- _GIVEN REQUEST_
Return, word for word, the stretch of lines below from the one containing "Point out the floor-to-ceiling" through the final line.

- _EXERCISE INPUTS_
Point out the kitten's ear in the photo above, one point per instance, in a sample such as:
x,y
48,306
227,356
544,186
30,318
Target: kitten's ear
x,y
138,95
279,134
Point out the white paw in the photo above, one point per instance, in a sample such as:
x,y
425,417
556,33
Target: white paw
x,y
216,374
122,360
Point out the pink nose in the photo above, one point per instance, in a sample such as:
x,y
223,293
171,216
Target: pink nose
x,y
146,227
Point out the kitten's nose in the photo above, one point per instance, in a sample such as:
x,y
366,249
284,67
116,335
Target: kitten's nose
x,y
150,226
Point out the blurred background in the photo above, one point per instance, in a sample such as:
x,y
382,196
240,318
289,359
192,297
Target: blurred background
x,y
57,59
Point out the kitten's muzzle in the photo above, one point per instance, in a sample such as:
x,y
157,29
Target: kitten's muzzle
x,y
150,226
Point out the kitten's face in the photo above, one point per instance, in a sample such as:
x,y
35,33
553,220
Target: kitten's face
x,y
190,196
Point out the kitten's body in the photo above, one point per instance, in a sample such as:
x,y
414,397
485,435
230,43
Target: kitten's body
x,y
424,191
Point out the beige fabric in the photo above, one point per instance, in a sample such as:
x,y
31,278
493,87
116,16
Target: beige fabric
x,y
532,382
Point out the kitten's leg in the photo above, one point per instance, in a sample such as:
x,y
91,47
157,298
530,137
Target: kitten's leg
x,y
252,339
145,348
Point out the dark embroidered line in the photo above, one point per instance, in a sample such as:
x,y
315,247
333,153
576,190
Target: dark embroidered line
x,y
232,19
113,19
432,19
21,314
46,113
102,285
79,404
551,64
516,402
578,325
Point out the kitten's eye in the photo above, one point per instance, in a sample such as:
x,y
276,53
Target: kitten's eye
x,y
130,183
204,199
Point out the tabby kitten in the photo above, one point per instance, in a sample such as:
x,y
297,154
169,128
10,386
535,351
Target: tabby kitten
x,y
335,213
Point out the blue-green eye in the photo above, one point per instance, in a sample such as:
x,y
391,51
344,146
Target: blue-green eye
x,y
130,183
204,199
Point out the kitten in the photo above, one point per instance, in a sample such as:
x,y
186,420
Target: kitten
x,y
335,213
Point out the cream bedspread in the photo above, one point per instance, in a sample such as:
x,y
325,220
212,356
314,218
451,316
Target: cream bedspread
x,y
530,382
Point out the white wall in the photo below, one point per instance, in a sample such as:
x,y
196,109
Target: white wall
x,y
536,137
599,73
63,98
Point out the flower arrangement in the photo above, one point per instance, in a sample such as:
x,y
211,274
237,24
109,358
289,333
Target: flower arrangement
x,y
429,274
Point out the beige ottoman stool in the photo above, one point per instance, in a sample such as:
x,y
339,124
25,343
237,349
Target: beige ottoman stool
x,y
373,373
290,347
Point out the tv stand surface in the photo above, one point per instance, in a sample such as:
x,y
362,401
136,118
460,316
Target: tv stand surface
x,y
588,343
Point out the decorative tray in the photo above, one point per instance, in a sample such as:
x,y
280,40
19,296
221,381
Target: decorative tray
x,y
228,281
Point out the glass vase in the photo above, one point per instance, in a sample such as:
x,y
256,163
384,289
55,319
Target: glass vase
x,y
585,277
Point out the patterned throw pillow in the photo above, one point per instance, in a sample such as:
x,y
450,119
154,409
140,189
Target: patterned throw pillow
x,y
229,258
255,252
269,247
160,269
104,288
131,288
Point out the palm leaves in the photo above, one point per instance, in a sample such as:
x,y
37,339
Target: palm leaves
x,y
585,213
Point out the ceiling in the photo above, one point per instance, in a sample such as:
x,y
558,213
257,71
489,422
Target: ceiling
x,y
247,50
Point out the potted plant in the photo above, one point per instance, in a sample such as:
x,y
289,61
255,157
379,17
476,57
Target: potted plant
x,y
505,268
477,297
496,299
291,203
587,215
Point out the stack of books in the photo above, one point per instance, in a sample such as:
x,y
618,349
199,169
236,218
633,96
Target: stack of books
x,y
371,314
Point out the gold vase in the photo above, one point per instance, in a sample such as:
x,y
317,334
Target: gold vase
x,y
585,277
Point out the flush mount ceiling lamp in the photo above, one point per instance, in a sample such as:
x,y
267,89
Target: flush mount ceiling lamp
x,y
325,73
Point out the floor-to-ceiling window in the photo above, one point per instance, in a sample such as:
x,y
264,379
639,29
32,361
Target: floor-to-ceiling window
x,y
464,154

- _TASK OUTPUT_
Point out the floor-to-ceiling window in the photo above, one point per instance, in a sample such as:
x,y
264,379
639,29
32,361
Target: floor-to-ceiling window
x,y
464,154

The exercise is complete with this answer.